**Supplied entries**.
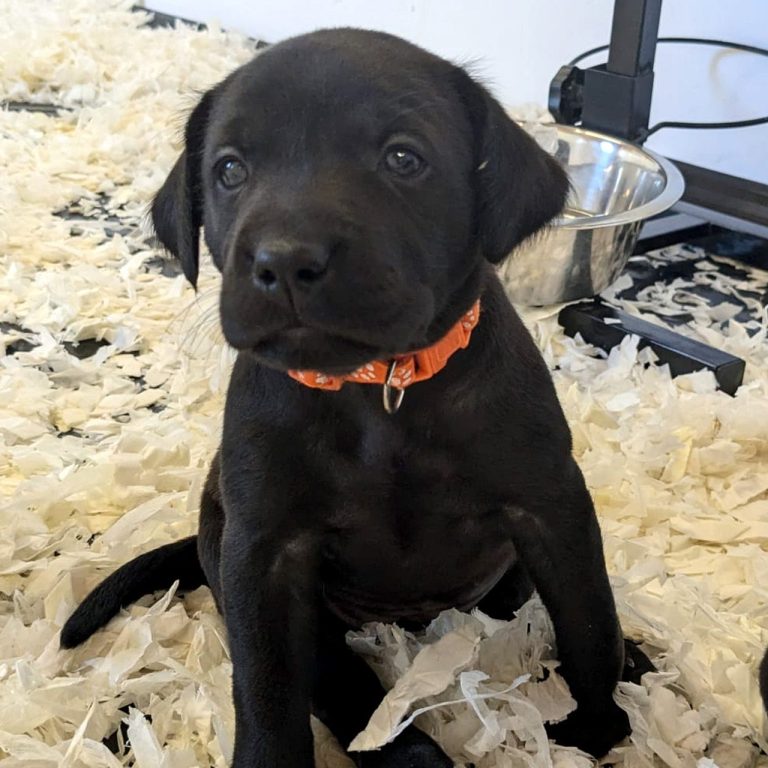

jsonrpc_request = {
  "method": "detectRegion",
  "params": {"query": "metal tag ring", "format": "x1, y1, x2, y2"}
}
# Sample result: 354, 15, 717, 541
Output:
381, 360, 405, 415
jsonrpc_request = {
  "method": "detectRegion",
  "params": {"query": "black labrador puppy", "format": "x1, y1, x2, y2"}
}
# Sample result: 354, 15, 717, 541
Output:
61, 29, 644, 768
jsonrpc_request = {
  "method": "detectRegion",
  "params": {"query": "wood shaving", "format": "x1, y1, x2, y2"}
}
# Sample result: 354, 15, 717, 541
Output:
0, 0, 768, 768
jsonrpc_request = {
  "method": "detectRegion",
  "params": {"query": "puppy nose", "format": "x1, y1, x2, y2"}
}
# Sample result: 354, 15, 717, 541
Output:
253, 241, 328, 295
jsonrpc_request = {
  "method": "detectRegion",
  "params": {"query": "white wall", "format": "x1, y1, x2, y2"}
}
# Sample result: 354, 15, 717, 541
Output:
152, 0, 768, 184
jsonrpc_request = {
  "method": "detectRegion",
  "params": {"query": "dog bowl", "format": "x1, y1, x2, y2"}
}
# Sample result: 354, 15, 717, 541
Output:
499, 125, 685, 306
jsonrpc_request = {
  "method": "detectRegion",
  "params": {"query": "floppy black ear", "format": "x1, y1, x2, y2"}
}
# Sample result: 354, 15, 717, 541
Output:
151, 90, 214, 288
458, 69, 569, 264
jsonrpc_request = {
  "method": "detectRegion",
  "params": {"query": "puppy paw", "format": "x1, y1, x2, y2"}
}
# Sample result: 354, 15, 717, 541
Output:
354, 728, 453, 768
621, 637, 656, 685
547, 703, 630, 758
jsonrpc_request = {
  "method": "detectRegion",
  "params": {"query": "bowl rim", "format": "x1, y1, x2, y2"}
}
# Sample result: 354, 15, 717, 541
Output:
550, 123, 685, 229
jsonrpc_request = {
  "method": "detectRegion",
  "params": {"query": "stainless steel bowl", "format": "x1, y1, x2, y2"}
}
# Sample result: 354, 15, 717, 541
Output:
499, 125, 685, 305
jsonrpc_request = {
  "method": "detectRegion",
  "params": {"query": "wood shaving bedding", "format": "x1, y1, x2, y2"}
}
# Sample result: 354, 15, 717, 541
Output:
0, 0, 768, 768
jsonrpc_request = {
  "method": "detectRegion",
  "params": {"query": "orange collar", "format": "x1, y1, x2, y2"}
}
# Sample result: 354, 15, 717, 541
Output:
288, 299, 480, 413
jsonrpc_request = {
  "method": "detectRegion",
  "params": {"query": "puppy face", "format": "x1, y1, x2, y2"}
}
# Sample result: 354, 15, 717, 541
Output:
152, 29, 567, 373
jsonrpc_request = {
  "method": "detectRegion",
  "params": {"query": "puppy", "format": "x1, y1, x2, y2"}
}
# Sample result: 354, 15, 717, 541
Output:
61, 29, 643, 768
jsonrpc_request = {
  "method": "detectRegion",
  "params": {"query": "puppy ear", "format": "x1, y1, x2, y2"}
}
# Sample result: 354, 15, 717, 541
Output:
450, 69, 570, 264
151, 90, 214, 288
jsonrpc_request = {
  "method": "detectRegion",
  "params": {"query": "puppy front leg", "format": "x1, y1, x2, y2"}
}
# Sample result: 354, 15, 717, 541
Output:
221, 519, 317, 768
510, 461, 629, 757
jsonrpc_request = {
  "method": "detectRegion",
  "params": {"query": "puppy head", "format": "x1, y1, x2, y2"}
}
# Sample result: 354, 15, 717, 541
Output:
152, 29, 567, 373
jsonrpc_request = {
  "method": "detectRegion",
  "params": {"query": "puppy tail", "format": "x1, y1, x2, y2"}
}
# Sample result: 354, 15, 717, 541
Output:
760, 651, 768, 712
60, 536, 207, 648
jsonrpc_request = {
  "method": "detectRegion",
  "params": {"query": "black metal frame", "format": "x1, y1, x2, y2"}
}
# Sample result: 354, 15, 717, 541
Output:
581, 0, 661, 142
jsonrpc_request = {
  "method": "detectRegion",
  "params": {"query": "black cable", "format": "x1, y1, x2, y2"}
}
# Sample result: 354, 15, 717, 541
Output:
568, 37, 768, 137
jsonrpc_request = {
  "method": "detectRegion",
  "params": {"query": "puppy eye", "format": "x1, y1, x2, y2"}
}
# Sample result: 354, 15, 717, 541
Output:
216, 157, 248, 189
384, 147, 427, 177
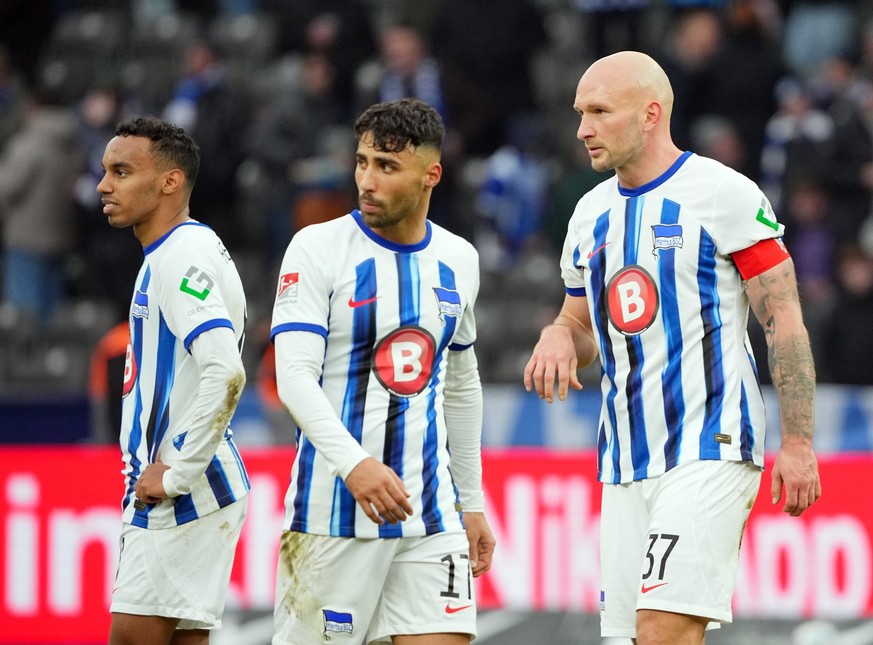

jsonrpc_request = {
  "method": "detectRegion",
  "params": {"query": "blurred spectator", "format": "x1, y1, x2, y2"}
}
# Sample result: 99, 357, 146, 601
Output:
163, 40, 252, 250
475, 114, 556, 272
542, 144, 605, 256
816, 58, 873, 247
658, 9, 722, 150
760, 78, 834, 213
0, 0, 58, 87
431, 0, 548, 156
707, 0, 787, 181
357, 23, 488, 238
689, 114, 747, 172
0, 45, 30, 150
244, 52, 354, 266
570, 0, 649, 58
782, 0, 858, 76
88, 318, 132, 443
0, 84, 84, 326
74, 86, 142, 318
817, 246, 873, 385
780, 174, 836, 310
261, 0, 377, 119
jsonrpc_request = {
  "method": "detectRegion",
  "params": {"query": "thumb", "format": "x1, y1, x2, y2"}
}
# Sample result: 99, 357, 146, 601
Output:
770, 468, 782, 504
470, 540, 479, 569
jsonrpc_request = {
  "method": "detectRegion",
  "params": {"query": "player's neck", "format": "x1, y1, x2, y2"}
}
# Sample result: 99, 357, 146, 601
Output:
133, 204, 191, 248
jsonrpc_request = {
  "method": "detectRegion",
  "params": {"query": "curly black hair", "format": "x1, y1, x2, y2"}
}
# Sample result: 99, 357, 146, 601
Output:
355, 98, 445, 152
115, 116, 200, 186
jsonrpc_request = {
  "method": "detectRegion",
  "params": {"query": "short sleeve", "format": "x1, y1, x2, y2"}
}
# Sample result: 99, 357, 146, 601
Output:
270, 228, 336, 338
154, 246, 233, 351
703, 171, 785, 255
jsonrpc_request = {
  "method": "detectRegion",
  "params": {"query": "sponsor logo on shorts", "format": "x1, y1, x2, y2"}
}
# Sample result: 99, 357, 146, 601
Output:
640, 582, 669, 593
446, 602, 473, 614
321, 609, 353, 638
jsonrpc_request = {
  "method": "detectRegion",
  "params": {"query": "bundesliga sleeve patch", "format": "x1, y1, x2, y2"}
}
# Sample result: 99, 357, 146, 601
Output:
731, 237, 791, 280
276, 273, 300, 302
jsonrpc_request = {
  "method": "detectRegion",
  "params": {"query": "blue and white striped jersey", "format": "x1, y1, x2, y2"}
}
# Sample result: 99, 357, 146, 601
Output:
561, 152, 788, 483
120, 220, 249, 529
272, 211, 479, 538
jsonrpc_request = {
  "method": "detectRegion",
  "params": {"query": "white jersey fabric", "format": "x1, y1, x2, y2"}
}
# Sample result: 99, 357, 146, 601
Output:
120, 220, 249, 529
561, 152, 788, 484
272, 211, 479, 538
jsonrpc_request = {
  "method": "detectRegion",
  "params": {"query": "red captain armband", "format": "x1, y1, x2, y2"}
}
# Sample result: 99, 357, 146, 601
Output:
731, 237, 791, 280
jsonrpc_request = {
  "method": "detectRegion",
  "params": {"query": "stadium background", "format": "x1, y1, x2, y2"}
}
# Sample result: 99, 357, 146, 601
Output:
0, 0, 873, 645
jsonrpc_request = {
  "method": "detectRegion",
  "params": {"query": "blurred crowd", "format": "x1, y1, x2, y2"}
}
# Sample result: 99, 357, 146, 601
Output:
0, 0, 873, 402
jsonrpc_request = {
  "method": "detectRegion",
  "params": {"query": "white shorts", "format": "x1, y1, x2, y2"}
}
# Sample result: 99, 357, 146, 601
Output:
273, 531, 476, 645
109, 497, 248, 629
600, 461, 761, 638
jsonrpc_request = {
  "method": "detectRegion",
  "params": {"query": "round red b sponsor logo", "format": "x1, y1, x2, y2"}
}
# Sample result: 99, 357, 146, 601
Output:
606, 264, 659, 336
373, 326, 436, 397
121, 343, 137, 396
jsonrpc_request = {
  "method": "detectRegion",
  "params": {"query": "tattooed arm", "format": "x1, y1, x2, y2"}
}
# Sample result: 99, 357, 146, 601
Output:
745, 258, 821, 516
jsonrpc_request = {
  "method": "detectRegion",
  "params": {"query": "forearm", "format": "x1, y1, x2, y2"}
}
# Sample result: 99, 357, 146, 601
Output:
275, 331, 370, 479
443, 348, 485, 512
162, 328, 246, 497
746, 259, 815, 443
765, 319, 815, 442
552, 308, 597, 369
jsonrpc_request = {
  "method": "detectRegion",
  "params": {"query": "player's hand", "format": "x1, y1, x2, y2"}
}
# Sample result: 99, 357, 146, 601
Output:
346, 457, 412, 524
133, 458, 170, 504
524, 325, 582, 403
464, 512, 497, 578
770, 438, 821, 517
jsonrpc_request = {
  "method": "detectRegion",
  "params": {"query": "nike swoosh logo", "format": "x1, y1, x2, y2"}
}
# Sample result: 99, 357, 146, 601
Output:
640, 582, 668, 593
349, 296, 379, 309
446, 603, 473, 614
588, 242, 609, 260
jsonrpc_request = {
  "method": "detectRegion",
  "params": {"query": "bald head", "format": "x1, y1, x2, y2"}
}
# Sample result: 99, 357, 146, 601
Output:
580, 51, 673, 122
573, 51, 681, 188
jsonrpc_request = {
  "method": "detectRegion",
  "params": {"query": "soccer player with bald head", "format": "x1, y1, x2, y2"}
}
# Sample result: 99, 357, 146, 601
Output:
524, 51, 821, 645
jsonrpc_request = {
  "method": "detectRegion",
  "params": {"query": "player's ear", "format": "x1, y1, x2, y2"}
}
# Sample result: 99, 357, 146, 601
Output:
161, 168, 185, 195
424, 161, 443, 188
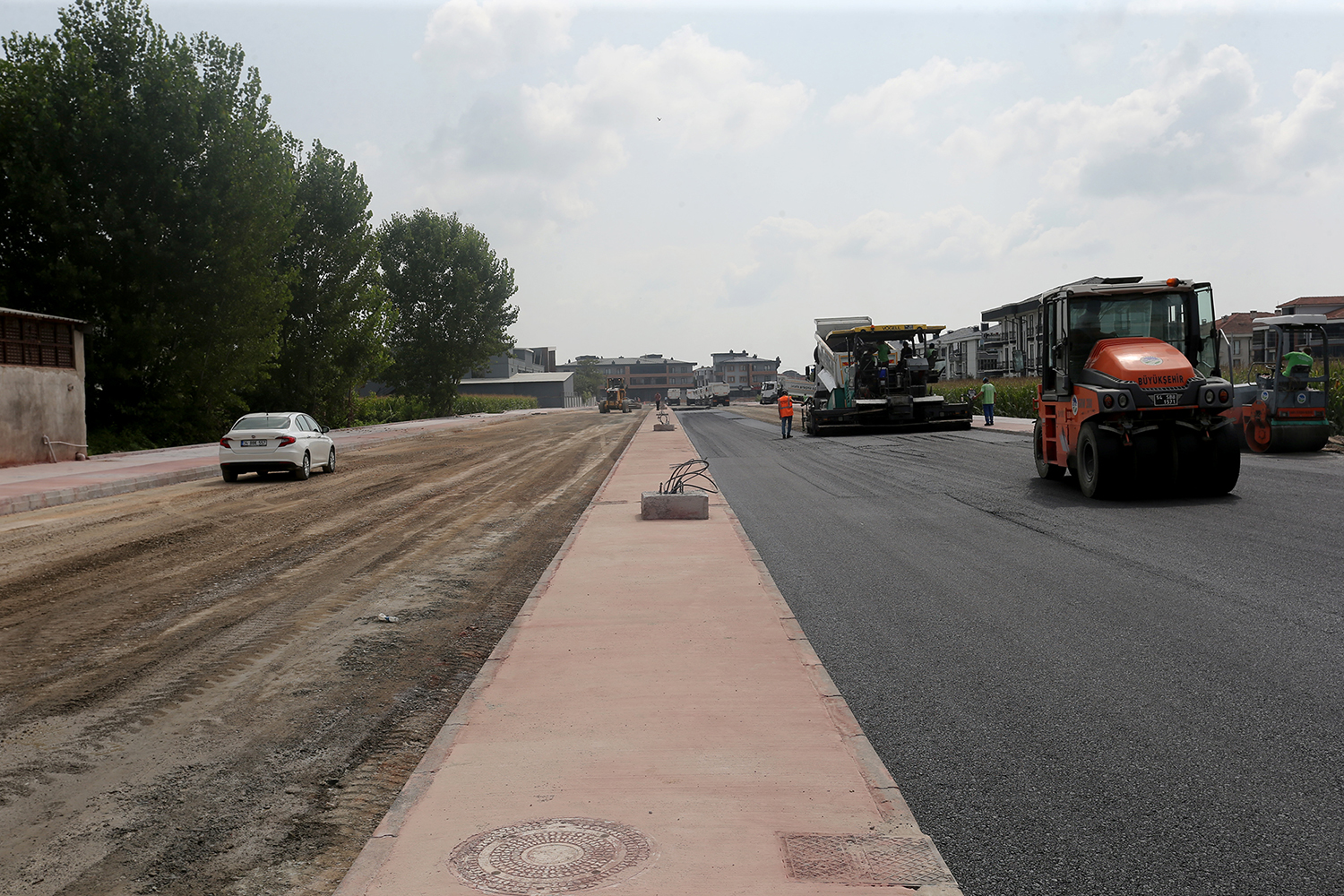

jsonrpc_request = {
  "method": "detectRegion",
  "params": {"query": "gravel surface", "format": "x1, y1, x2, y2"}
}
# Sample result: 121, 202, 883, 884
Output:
0, 411, 642, 896
682, 411, 1344, 896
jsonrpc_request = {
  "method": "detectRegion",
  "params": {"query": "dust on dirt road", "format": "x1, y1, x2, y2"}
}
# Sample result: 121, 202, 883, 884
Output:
0, 411, 642, 896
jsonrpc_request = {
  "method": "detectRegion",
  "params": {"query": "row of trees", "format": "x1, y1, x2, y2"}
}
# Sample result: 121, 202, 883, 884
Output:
0, 0, 518, 444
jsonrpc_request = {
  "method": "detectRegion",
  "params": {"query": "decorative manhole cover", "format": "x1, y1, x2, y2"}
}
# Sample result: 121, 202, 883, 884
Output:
780, 834, 957, 887
449, 818, 653, 896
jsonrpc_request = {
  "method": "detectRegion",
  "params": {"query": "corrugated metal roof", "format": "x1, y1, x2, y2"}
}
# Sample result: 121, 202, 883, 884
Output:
0, 307, 89, 326
460, 371, 574, 385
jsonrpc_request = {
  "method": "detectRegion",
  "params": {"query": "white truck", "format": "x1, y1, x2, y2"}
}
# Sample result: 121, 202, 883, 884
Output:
761, 376, 817, 404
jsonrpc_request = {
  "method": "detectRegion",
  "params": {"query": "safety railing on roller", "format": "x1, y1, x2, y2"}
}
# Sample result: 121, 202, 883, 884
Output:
659, 457, 719, 495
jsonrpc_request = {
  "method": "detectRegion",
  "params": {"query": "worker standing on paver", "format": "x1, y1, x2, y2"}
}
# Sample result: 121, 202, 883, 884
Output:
776, 390, 793, 439
980, 376, 995, 426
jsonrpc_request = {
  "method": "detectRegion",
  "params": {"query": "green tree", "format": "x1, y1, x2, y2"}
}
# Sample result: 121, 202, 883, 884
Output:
257, 142, 397, 425
574, 358, 607, 398
0, 0, 295, 444
378, 208, 518, 414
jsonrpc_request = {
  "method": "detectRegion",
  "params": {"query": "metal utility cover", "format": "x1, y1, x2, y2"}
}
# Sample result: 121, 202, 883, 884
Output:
780, 833, 957, 887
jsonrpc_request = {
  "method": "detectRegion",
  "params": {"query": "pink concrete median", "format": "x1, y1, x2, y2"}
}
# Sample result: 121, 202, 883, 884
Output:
338, 415, 961, 896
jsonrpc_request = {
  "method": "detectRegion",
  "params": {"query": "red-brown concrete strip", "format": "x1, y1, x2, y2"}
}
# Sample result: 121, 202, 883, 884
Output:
0, 409, 580, 516
338, 415, 961, 896
970, 409, 1037, 433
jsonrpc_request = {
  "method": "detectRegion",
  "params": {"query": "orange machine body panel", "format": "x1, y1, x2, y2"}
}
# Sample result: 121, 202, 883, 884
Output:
1037, 336, 1195, 466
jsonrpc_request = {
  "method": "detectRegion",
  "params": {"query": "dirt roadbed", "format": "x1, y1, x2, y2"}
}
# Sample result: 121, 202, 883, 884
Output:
0, 411, 642, 896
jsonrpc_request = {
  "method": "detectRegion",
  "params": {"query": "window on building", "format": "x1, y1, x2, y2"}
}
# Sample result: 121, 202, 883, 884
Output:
0, 314, 75, 366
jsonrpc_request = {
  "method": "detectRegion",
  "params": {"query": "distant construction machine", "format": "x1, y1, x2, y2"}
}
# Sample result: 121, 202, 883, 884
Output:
597, 376, 631, 414
803, 317, 970, 435
1032, 277, 1241, 497
1223, 314, 1331, 452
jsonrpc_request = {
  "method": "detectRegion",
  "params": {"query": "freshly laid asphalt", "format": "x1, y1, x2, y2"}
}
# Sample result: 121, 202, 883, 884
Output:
683, 411, 1344, 896
338, 414, 961, 896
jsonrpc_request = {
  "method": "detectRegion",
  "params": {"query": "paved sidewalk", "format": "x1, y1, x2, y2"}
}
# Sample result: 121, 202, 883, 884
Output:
338, 414, 961, 896
0, 409, 570, 516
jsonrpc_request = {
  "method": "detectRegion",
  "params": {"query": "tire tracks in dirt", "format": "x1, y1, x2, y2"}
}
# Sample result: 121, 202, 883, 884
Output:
0, 412, 639, 895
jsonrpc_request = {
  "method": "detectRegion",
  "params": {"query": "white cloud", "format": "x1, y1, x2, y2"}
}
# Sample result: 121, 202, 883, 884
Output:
723, 200, 1107, 305
417, 0, 575, 78
827, 56, 1007, 133
432, 27, 812, 220
943, 44, 1344, 196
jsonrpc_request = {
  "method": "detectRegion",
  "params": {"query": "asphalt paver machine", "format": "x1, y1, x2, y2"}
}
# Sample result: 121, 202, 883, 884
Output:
803, 321, 970, 435
1225, 314, 1331, 452
1032, 277, 1241, 497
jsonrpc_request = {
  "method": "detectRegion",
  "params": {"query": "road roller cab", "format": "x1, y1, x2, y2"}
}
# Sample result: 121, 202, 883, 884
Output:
1226, 314, 1331, 452
1034, 277, 1241, 497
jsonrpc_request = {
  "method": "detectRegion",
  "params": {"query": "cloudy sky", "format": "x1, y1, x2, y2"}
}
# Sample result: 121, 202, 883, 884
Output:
0, 0, 1344, 369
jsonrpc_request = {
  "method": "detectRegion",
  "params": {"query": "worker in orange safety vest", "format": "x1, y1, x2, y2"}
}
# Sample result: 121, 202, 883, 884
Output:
776, 390, 793, 439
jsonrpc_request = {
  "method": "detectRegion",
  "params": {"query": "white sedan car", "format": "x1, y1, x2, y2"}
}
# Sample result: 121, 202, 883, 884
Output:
220, 411, 336, 482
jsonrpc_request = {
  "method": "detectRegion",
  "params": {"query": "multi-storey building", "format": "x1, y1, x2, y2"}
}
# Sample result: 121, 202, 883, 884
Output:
558, 355, 695, 401
709, 352, 780, 395
933, 323, 999, 380
462, 345, 556, 379
980, 298, 1043, 376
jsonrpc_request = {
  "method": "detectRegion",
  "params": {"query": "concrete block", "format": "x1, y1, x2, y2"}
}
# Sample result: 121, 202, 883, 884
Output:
640, 489, 710, 520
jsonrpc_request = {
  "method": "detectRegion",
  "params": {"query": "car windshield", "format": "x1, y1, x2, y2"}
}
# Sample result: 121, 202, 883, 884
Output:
234, 415, 289, 430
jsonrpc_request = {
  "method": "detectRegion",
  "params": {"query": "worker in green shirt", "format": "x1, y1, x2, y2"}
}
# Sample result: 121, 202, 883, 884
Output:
980, 376, 995, 426
1284, 345, 1314, 376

**What to do**.
Give the lines above as a numbered list, from the first one through the line containing "288, 299, 480, 413", with both ends included and any blank lines omitted. Leave the pictures out of the answer.

**Final answer**.
1. jsonrpc_request = {
2.   "method": "detectRegion",
3.   "params": {"query": "metal tag ring", "format": "x1, y1, x2, y2"}
4. }
5. # Sample result: 354, 15, 717, 541
6. Output:
7. 381, 360, 405, 415
8. jsonrpc_request = {
9.   "method": "detectRegion",
10.   "params": {"query": "black labrador puppy", "format": "x1, y1, x2, y2"}
11. }
12. # Sample result: 354, 15, 717, 541
13. Output:
14. 61, 29, 644, 768
15. jsonrpc_request = {
16.   "method": "detectRegion",
17.   "params": {"query": "wood shaving", "format": "x1, y1, x2, y2"}
18. }
19. # Sample result: 354, 15, 717, 541
20. Output:
21. 0, 0, 768, 768
22. jsonrpc_request = {
23.   "method": "detectRegion",
24.   "params": {"query": "puppy nose", "format": "x1, y1, x2, y2"}
25. }
26. # Sample result: 354, 15, 717, 541
27. Output:
28. 253, 241, 328, 295
29. jsonrpc_request = {
30.   "method": "detectRegion",
31.   "params": {"query": "white wall", "format": "x1, y1, x2, y2"}
32. }
33. # Sample result: 354, 15, 717, 541
34. Output:
35. 152, 0, 768, 184
36. jsonrpc_request = {
37.   "method": "detectRegion",
38.   "params": {"query": "dog bowl", "format": "x1, y1, x2, y2"}
39. }
40. # Sample result: 354, 15, 717, 541
41. Output:
42. 499, 125, 685, 306
43. jsonrpc_request = {
44.   "method": "detectRegion",
45.   "params": {"query": "floppy black ear", "format": "x1, y1, x2, y2"}
46. }
47. # Sample result: 354, 15, 717, 541
48. Output:
49. 151, 90, 214, 288
50. 458, 69, 569, 264
51. jsonrpc_request = {
52.   "method": "detectRegion",
53.   "params": {"query": "puppy paw", "format": "x1, y1, x2, y2"}
54. }
55. # Sample result: 354, 15, 717, 541
56. Output:
57. 354, 728, 453, 768
58. 621, 637, 656, 685
59. 547, 703, 630, 758
60. jsonrpc_request = {
61.   "method": "detectRegion",
62.   "params": {"query": "bowl rim", "format": "x1, y1, x2, y2"}
63. }
64. # Sample result: 354, 15, 717, 541
65. Output:
66. 550, 123, 685, 229
67. jsonrpc_request = {
68.   "method": "detectRegion",
69.   "params": {"query": "stainless steel bowl", "format": "x1, y1, x2, y2"}
70. }
71. # Sample result: 354, 15, 717, 541
72. Output:
73. 499, 125, 685, 305
74. jsonrpc_request = {
75.   "method": "detectRegion",
76.   "params": {"query": "wood shaving bedding", "format": "x1, y1, x2, y2"}
77. }
78. # Sample result: 354, 15, 717, 541
79. Output:
80. 0, 0, 768, 768
81. jsonrpc_request = {
82.   "method": "detectRegion",
83.   "params": {"query": "orange collar", "format": "x1, y1, x2, y2"}
84. }
85. # Sample result: 354, 15, 717, 541
86. Output:
87. 288, 299, 480, 413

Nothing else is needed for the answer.